* [GESTELLTE AUFGABE A]:
Formatierst du die Einträge als JSON-Liste von Zeichenketten, beginnend mit ihrem Anfang und endend mit der Zeile, die "11, 204, 24, 246" enthält, beide eingeschlossen? Jede Zeile wird eine Zeichenkette, Leerzeilen fallen weg.

Die schweflige Säure kann bei dem Traubenmost angewandt werden und verhindert dessen
Gährung sehr gut, ohne im geringsten diesen Zucker zu verändern; denn sie besitzt
nicht nur die Eigenschaft, sich der Erzeugung der Fermente zu widersetzen, sondern
auch die Eigenschaft den Traubenzucker unversehrt zu lassen, sowohl an und für sich
als nach ihrer Verwandlung in Schwefelsäure durch Einwirkung der Luft. Bekanntlich
wird aber der Rohrzucker im Gegentheil durch die Säuren und besonders die
Schwefelsäure in Traubenzucker verwandelt. So sicher daher das Schwefeln mittelst
schwefliger Säure bei dem Traubenmost ist, so unanwendbar ist es bei dem Saft des
Zuckerrohrs und der Runkelrübe. Denn in dem Maaße als die schweflige Säure durch
absorbirte Luft in Schwefelsäure umgeändert wird, wirkt letztere auf den Rohrzucker
und verwandelt ihn in Traubenzucker.

* [GESTELLTE AUFGABE B]:
Beantworte zum Lesetext diese Fragen:
(i) Bei welchem Saft verhindert die schweflige Säure laut Lesetext die Gährung, ohne den Zucker zu verändern?
(ii) Wodurch wird die schweflige Säure in Schwefelsäure verwandelt?
(iii) Bei welchen Säften ist das Schwefeln mittelst schwefliger Säure unanwendbar?

* [EINTRÄGE ZUR AUFGABE]:
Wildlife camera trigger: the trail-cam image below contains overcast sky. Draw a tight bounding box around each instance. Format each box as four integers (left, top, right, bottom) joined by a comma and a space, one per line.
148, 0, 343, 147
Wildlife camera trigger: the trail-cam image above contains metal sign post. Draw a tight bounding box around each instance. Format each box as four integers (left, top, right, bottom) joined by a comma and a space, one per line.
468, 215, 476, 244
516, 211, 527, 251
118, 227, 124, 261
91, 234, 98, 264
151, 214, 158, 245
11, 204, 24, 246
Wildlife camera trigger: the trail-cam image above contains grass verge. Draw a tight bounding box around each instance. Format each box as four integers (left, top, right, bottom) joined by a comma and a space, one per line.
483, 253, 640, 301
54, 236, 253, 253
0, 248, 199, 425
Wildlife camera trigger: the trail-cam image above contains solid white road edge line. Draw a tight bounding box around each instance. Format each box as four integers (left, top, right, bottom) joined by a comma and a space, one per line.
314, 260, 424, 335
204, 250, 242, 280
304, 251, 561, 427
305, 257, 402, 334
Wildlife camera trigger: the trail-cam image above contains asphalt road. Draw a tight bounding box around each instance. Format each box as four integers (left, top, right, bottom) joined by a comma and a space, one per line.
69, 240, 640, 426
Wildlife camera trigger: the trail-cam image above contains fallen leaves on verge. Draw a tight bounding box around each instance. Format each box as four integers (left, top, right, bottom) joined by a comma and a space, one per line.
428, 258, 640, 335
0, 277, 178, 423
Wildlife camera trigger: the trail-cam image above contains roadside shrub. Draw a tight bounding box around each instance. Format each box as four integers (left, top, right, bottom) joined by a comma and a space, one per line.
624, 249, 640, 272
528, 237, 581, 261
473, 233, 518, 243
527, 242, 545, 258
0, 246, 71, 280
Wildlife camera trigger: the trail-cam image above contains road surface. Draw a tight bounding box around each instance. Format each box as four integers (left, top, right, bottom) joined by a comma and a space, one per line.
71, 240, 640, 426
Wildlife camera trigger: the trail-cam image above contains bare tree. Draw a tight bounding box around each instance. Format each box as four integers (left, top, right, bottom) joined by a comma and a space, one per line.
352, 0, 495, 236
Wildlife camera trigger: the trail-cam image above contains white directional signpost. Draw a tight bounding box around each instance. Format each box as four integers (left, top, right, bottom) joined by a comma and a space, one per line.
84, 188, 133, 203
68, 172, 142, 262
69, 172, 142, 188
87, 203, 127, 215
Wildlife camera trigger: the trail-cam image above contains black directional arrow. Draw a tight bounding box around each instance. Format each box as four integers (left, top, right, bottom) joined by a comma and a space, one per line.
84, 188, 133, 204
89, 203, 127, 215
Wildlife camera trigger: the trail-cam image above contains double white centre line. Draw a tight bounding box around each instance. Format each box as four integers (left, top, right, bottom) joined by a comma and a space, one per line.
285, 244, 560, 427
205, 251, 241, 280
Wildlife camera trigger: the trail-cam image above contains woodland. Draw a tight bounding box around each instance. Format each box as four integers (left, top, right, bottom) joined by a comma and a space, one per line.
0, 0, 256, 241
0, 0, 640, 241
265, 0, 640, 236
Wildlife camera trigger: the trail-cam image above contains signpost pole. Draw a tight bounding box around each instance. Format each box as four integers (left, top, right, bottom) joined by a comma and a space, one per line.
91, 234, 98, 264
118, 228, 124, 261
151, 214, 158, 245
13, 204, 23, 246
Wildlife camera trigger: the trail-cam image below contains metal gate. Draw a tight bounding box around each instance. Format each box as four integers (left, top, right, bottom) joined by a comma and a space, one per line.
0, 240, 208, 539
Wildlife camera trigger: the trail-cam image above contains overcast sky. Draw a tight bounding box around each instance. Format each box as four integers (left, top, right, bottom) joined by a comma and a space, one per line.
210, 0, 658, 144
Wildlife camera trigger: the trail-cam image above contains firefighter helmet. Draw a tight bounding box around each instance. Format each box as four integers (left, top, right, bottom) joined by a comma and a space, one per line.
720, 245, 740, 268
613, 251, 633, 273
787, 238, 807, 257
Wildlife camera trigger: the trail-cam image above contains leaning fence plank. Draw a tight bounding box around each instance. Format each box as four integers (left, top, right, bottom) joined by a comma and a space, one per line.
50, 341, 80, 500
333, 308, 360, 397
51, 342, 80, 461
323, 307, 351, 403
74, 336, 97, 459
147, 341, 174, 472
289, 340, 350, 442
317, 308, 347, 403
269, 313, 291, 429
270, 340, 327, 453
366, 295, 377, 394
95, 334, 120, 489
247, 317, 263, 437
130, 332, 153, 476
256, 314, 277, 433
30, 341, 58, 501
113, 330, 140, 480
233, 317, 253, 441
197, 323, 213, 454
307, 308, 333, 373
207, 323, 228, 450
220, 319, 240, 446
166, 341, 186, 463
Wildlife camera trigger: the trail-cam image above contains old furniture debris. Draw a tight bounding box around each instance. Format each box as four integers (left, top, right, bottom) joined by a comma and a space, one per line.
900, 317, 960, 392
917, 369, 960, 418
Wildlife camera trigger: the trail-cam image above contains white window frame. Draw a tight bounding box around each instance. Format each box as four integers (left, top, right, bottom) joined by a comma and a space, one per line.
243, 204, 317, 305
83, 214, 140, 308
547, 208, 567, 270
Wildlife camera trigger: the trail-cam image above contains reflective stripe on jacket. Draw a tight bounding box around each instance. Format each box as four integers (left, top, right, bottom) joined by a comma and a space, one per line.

* [VOLLSTÄNDIGE LÖSUNG A]:
[
  "Wildlife camera trigger: the trail-cam image below contains overcast sky. Draw a tight bounding box around each instance. Format each box as four integers (left, top, right, bottom) joined by a comma and a space, one per line.",
  "148, 0, 343, 147",
  "Wildlife camera trigger: the trail-cam image above contains metal sign post. Draw a tight bounding box around each instance. Format each box as four integers (left, top, right, bottom) joined by a comma and a space, one per line.",
  "468, 215, 476, 244",
  "516, 211, 527, 251",
  "118, 227, 124, 261",
  "91, 234, 98, 264",
  "151, 214, 158, 245",
  "11, 204, 24, 246"
]

* [VOLLSTÄNDIGE LÖSUNG B]:
(i) Beim Traubenmost.
(ii) Durch Einwirkung der Luft.
(iii) Beim Saft des Zuckerrohrs und der Runkelrübe.